Required task:
Please lay out all the data below as a Markdown table with the columns No. and Text, one numbered row per line, skipping blank lines and leaving out the pictures.

*** Data for processing

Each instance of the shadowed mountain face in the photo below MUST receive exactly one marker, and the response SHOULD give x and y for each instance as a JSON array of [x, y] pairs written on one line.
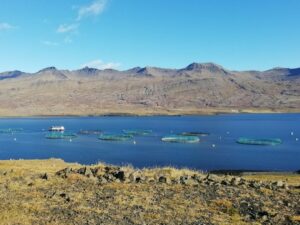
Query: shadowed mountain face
[[197, 88]]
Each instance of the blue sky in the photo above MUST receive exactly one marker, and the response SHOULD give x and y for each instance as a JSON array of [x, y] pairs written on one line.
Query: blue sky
[[238, 34]]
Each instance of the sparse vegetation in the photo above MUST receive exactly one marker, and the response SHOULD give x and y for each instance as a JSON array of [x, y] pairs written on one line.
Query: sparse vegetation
[[55, 192]]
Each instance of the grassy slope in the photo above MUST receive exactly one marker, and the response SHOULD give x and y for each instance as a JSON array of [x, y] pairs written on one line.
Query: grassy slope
[[26, 198]]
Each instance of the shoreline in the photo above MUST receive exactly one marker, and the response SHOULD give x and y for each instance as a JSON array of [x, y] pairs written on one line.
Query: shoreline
[[147, 114]]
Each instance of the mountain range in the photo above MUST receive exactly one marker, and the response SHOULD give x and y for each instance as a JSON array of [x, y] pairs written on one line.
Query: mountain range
[[196, 89]]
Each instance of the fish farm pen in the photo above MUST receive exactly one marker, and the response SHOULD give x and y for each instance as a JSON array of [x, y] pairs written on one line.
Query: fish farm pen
[[138, 132], [115, 137], [252, 141], [60, 135], [181, 139]]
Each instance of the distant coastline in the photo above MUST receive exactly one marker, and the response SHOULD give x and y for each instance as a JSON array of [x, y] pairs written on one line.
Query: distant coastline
[[211, 112]]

******

Exercise response:
| No. | Text |
|---|---|
| 1 | Each instance of the shadowed mountain face in the photo below MUST receive exactly one marker, and the response SHOULD give x and y for each instance as a JSON array of [x, y] pairs written on one line. |
| 2 | Query: shadowed mountain face |
| 3 | [[197, 88]] |
| 4 | Each instance of the blue sky in the photo above MUST receive exactly one marker, and the response SHOULD give x and y for each instance as a JSON array of [x, y] pairs written on one line. |
| 5 | Query: blue sky |
| 6 | [[238, 34]] |
| 7 | Each instance of the sparse vegetation in the photo above MUST receive exactly one marker, and the response SHOULD give x and y for each instance as a JSON array of [x, y] pairs written on one line. |
| 8 | Query: sparse vegetation |
| 9 | [[55, 192]] |
| 10 | Each instance of the grassy slope in the photo above MUST receive exactly one marker, and the response SHOULD give x and y for each instance as a JSON array of [x, y] pairs written on one line. |
| 11 | Query: grassy slope |
| 12 | [[26, 198]] |
| 13 | Each instance of the shoreline in the photo above MUST receive exactly one marker, and the response SHOULD give x and y for each instance as a JSON array of [x, y] pairs written on one line. |
| 14 | Query: shoreline |
| 15 | [[147, 114]] |
| 16 | Each instance of the mountain range in the photo above MUST receive exactly one marker, and the response SHOULD give x and y for each instance as a JSON array of [x, y] pairs written on one line. |
| 17 | Query: mountain range |
| 18 | [[196, 89]] |
| 19 | Each instance of the fish farm pen in the photo above MUST receive exactly one marker, and the response SHOULD give x and y for each instance as a JSON array of [x, y] pairs written on one line. |
| 20 | Query: fish farm pen |
| 21 | [[138, 132], [115, 137], [252, 141], [60, 135], [181, 139]] |
| 22 | Each instance of the distant coastline in the photo above MUST receive exactly one marker, and the response SHOULD give x and y for each instance as a JSON array of [x, y] pairs written on one line. |
| 23 | Query: distant coastline |
| 24 | [[211, 112]] |